● Source document:

- - - -

Williams supervised the work of the location managers to locate a suitable location for a scene during the shooting of the film. The production staff resorts to a building sets if a suitable location for a certain scene satisfying Williams' standards can not be found. The fort of El Polvorín, the Aguinaldo Shrine and the house of the La Liga Filipina meetings were among those recreated as sets. Part of the film was shot in Pagsanjan where the production staff erected a big battleground set for a scene. Shootings also took place at the heritage resort of Las Casas Filipinas de Acuzar in Bagac, Bataan.
The production expenses of the film exceeded the original budget. The production budget for the film is ₱100 million excluding expenses for the promotion of the film.

In casting Gregoria de Jesús, Bonifacio's wife also known as Oriang, in the film, Williams asked star actor Robin Padilla, who portrayed Bonifacio for his opinion and suggested Vina Morales to portray Oriang. Iza Calzado was originally to portray Oriang, but did not due to scheduling conflicts.

The film was initially planned to be released under the title Bonifacio, Gusto Mo Ba Siyang Makilala? (English: Bonifacio, Do you Want to Know Him?).

==Release==
The film opened on December 25, 2014, but the film did not do well at the box office. Robin Padilla said that the movie only earned ₱10 million against its 100 million budget. The film ended its theatrical run at the 7th place.

- - - -

● Data block:
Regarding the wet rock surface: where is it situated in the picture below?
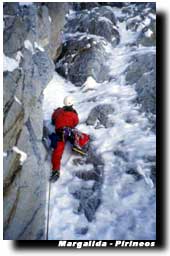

- - - -

● Your goal: Continue the text on the production and release of the Bonifacio film from its last sentence.

● Result for this task:
===International release===
The “international version” includes English subtitles, fresh footage and additional content featuring lead star Robin Padilla, was first shown in Barcelona, Spain earlier 2015, had its U.S. premiere in New York City, screenings in Los Angeles in December the same year.

==Accolades==
Bonifacio: Ang Unang Pangulo won the most awards at the 40th Metro Manila Film Festival among the eight entries for the mainstream category of the film festival, receiving nine awards including Best Picture. The awarding ceremony was held at the PICC Plenary Hall on December 27, 2014.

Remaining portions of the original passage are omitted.